• Task prompt:
Copy all of the data below word for word, leaving the pictures out of your copy.
[Start Data supplied]
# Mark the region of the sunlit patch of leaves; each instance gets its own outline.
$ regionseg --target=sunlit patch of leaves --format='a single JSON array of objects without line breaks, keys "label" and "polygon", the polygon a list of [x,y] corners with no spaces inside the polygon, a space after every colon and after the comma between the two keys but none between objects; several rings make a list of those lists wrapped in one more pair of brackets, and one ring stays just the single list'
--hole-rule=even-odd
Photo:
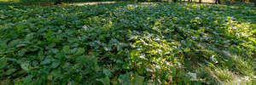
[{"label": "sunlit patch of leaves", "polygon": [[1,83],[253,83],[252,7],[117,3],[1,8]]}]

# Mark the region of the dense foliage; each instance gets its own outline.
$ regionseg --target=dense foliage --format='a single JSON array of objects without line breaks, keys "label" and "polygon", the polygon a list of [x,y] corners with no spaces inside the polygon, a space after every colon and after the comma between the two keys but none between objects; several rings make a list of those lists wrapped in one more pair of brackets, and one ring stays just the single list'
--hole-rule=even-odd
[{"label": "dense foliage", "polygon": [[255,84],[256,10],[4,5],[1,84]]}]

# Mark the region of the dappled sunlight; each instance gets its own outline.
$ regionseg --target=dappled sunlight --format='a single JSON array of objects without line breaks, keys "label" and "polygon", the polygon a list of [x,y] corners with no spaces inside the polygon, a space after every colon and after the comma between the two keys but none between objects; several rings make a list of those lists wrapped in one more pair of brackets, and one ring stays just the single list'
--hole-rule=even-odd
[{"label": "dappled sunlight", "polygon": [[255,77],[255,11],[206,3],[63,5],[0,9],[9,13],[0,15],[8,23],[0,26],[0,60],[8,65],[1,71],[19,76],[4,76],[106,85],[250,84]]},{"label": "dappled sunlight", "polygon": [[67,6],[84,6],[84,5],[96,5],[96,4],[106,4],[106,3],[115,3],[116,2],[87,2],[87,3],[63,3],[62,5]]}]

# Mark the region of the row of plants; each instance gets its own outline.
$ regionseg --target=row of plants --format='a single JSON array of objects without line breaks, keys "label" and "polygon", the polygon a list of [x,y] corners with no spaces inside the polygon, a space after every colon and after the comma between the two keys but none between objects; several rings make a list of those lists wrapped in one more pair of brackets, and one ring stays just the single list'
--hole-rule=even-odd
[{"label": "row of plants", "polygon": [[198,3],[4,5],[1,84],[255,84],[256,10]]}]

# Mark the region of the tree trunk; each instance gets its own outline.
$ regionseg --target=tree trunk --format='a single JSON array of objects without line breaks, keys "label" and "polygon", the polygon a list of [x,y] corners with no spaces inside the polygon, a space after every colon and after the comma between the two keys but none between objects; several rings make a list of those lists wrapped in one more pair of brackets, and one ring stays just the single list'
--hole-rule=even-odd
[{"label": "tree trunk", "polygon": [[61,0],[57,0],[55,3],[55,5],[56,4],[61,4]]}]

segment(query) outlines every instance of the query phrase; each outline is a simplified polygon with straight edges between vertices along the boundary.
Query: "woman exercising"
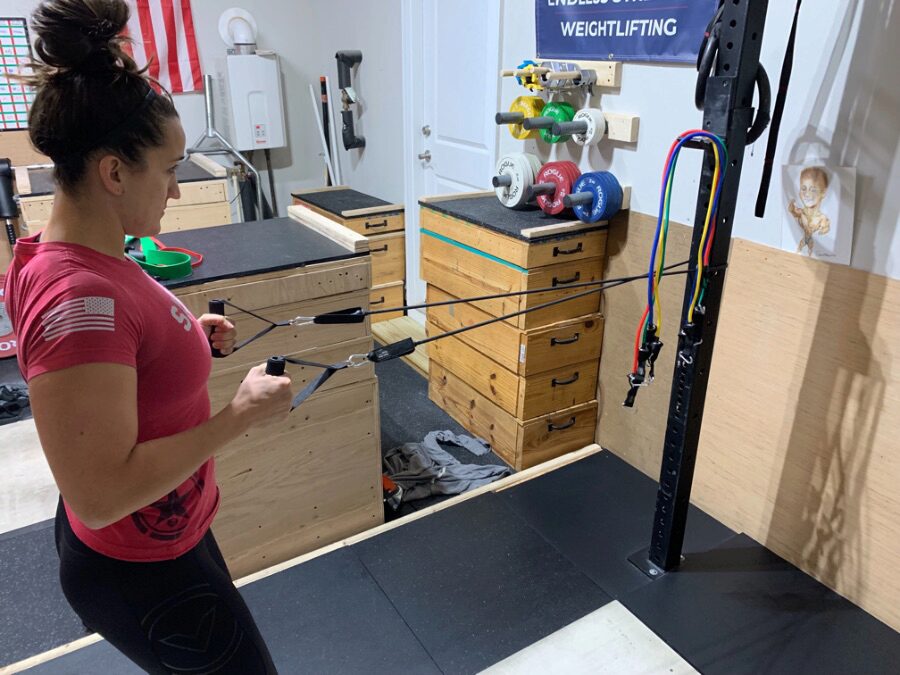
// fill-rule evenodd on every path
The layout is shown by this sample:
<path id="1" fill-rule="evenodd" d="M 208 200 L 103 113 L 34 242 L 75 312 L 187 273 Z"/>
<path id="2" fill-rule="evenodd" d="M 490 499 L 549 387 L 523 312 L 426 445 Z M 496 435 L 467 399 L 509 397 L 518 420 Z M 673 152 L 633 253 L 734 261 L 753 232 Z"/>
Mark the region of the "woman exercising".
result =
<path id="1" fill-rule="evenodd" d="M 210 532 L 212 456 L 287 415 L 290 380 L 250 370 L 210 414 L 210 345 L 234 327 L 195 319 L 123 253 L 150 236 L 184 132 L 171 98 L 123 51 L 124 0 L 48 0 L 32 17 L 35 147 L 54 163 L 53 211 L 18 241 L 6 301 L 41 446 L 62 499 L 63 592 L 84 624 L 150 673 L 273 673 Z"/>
[End Data supplied]
• Full answer:
# Mark the region of the sunlit patch of leaves; each instance gets its own outline.
$ regionseg --target=sunlit patch of leaves --format='a single JSON array of objects without line breaks, keys "label" and "polygon", the polygon a list of [x,y] corners with no spaces inside the polygon, a space after every colon and after the comma between the two keys but none between objects; several rings make a list of those lists wrapped in one more pair of brackets, and one ring stays just the single list'
--hole-rule=even-odd
Photo:
[{"label": "sunlit patch of leaves", "polygon": [[1,83],[253,83],[252,7],[117,3],[1,8]]}]

# Mark the region of the dense foliage; each instance gets its own outline.
$ regionseg --target=dense foliage --format='a single JSON array of objects without line breaks, keys "label" and "polygon", the polygon a list of [x,y] corners with no spaces inside the polygon, a space after every colon and after the comma between the two keys but none between objects; several rings make a list of those lists wrapped in one more pair of brackets, and one ring stays just the single list'
--hole-rule=even-odd
[{"label": "dense foliage", "polygon": [[255,84],[256,10],[4,5],[1,84]]}]

# Mark the region of the dappled sunlight; each instance gets its own outline.
$ regionseg --target=dappled sunlight --format='a single JSON array of objects without line breaks, keys "label" and "polygon", the polygon a list of [x,y] corners with no spaces inside the polygon, a space after every colon and after the comma between the two keys but none between objects; several rings make a list of those lists wrapped in one more pair of brackets, and one ring stays just the single list'
--hole-rule=even-odd
[{"label": "dappled sunlight", "polygon": [[255,77],[255,11],[206,3],[63,5],[0,9],[9,13],[0,15],[8,23],[0,26],[0,60],[8,65],[1,71],[19,76],[4,76],[106,85],[250,84]]},{"label": "dappled sunlight", "polygon": [[67,6],[84,6],[84,5],[96,5],[96,4],[106,4],[106,3],[115,3],[116,2],[87,2],[87,3],[63,3],[62,5]]}]

# Mark the region of the row of plants; each instance gets its own outline.
$ regionseg --target=row of plants --format='a single JSON array of objects without line breaks, keys "label" and "polygon", the polygon a list of [x,y] corners with no spaces inside the polygon, a space after every colon and after the comma between the two keys but none between objects; several rings make a list of those lists wrapped in one more pair of brackets, and one ring stays just the single list'
--hole-rule=even-odd
[{"label": "row of plants", "polygon": [[198,3],[4,5],[1,84],[255,84],[256,10]]}]

# Mark the region of the tree trunk; each instance gets its own outline.
$ regionseg --target=tree trunk --format='a single JSON array of objects without line breaks, keys "label" and "polygon", the polygon a list of [x,y] corners with no spaces inside the polygon, a space after every colon and after the comma between the two keys but none between objects; several rings make a list of those lists wrapped in one more pair of brackets, and one ring stays just the single list'
--hole-rule=even-odd
[{"label": "tree trunk", "polygon": [[61,0],[57,0],[55,3],[55,5],[56,4],[61,4]]}]

segment(query) outlines every instance of the query phrase; each outline is a simplified polygon with straight edges between vertices along the boundary.
Query: "woman exercising"
// fill-rule evenodd on every path
The layout is shown by this sample:
<path id="1" fill-rule="evenodd" d="M 208 200 L 103 113 L 34 242 L 75 312 L 187 273 Z"/>
<path id="2" fill-rule="evenodd" d="M 490 499 L 549 387 L 523 312 L 426 445 Z M 496 435 L 467 399 L 509 397 L 518 420 Z M 673 152 L 633 253 L 734 261 L 753 232 Z"/>
Mark the region of the "woman exercising".
result =
<path id="1" fill-rule="evenodd" d="M 210 532 L 212 456 L 287 415 L 290 380 L 250 370 L 210 414 L 210 345 L 234 327 L 195 319 L 123 253 L 150 236 L 184 132 L 171 98 L 123 51 L 124 0 L 48 0 L 32 17 L 35 147 L 54 163 L 53 211 L 18 241 L 6 301 L 41 446 L 62 499 L 63 592 L 84 624 L 150 673 L 273 673 Z"/>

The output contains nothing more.